● REQUEST
Reproduce all of the data exactly, with no line skipped.

● DATA EXCERPTS
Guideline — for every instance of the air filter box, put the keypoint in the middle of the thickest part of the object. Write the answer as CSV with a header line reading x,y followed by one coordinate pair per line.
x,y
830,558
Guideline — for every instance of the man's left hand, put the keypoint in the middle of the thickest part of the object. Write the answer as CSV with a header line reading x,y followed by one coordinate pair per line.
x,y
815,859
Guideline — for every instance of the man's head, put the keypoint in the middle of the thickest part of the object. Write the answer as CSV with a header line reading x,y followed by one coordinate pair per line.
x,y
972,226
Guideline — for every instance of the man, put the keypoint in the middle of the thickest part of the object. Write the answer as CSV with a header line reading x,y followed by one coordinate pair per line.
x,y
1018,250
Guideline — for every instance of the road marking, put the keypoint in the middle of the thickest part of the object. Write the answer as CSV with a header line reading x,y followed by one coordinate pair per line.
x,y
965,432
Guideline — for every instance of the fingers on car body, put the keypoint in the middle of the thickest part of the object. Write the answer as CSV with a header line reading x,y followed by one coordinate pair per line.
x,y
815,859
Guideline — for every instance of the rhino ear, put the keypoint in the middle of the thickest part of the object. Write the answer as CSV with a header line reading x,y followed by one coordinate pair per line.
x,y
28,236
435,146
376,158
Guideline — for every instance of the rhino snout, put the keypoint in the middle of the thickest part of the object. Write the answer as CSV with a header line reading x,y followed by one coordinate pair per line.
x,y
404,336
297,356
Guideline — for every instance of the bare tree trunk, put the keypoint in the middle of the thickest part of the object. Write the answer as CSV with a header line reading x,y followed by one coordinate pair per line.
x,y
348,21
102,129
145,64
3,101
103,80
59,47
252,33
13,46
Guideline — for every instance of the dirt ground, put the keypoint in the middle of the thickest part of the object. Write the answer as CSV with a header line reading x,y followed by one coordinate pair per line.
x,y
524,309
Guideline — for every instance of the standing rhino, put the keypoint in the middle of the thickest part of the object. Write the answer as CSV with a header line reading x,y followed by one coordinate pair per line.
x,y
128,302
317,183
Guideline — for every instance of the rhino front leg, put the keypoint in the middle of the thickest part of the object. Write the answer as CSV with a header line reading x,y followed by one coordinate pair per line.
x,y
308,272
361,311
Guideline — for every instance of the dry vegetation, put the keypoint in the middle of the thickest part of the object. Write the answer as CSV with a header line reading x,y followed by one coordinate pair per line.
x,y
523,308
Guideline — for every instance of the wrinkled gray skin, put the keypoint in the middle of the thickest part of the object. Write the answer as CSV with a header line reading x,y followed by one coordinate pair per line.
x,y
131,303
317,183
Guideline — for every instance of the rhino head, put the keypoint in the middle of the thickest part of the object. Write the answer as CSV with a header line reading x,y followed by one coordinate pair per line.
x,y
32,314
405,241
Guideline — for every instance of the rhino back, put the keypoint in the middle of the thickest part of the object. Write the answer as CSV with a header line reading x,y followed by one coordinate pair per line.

● WRITTEN RESPONSE
Guideline — for every instance of the air filter box, put the keypoint in the middle of the thickest part of the object. Write the answer as CSV with a header line reading x,y followed by one coordinate pair per line.
x,y
830,558
Guideline — for every instance of the man's left hand, put the keypoint in the middle of the thickest part of the object. Write the answer as CSV with a header line reading x,y followed by one coordinate pair per line.
x,y
815,859
Guideline — for every instance of the man's head, put the keypoint in the middle of the thickest part of the object. Write the answer as CSV with a header line reading x,y followed by one coordinate pair per line.
x,y
972,226
Guideline — for every instance of the man, put the keypoint in the middle of the thickest part of the object. Write the answer as CSV with a header line reading x,y followed by one coordinate pair per line.
x,y
1018,250
Guideline — for every instance of the road marking, put the keypoint in the middle of the thickest part of the object. Write the answer as CSV with a header line reading x,y followed by one coordinate pair per line.
x,y
965,432
Guideline — for every instance of the fingers on car body, put the keypoint in the middle of the thickest part of the object. Write the answer as CSV with a header line reading x,y followed by one coordinate pair per line.
x,y
815,859
Guideline — for every instance of the rhino ear, put the keypoint in the middle of the thickest part of the object. Write the answer as CSV with a header line reading x,y followed by one coordinate pair per line.
x,y
28,236
435,146
376,158
Guideline — for every instance of the rhino snout, put the keypoint in the middle of the thickest part of the object. Write the answer as CSV with a header line reading x,y followed by one coordinate pair per line.
x,y
404,336
297,356
Guideline — for every instance of the bare tree trunk, put the keypoint in the middle of the thickest part of the object. Write the answer as CSV with a header line reading x,y followed by one coordinate pair per line.
x,y
348,21
102,129
145,64
3,101
103,80
59,47
252,33
13,46
Guideline — for every instance of the dirt ground, put the keypoint in the middle of the thickest part of the object. Write the answer as CSV with a header line reading x,y followed by one coordinate pair per line.
x,y
524,309
Guideline — for every instance of the standing rhino, put the keypoint in the middle of the thickest part of the object. Write the answer as CSV with a header line reading x,y followed by one coordinate pair per line.
x,y
128,302
317,183
Guideline — for every instance of the rhino front leg, put the keypoint in the middle of the thickest part of the object. Write the answer as CSV with a header line reading x,y followed by one coordinate pair per line.
x,y
308,272
361,311
Guideline — for every instance of the dry vegetation, put the keypoint in the middle of the thickest part of the object. Write the answer as CSV with a header line reading x,y followed by one coordinate pair per line.
x,y
523,308
Guideline — for every instance of the wrinkled gray skin, put the keypoint in the middle of the thickest part of the object. Write the answer as CSV with a header line reading x,y followed by one coordinate pair per line.
x,y
131,303
317,183
Guideline — for every instance of the rhino head, put the keypoint in the middle of the thickest part of the object. Write the answer as CSV with a header line reading x,y followed by one coordinate pair per line.
x,y
32,314
405,241
Guideline — for every instance of the rhino back, put the keypoint in the middle of the thickest part of the object. Write the answer as CSV with a header line reading x,y followed by one coordinate pair per line.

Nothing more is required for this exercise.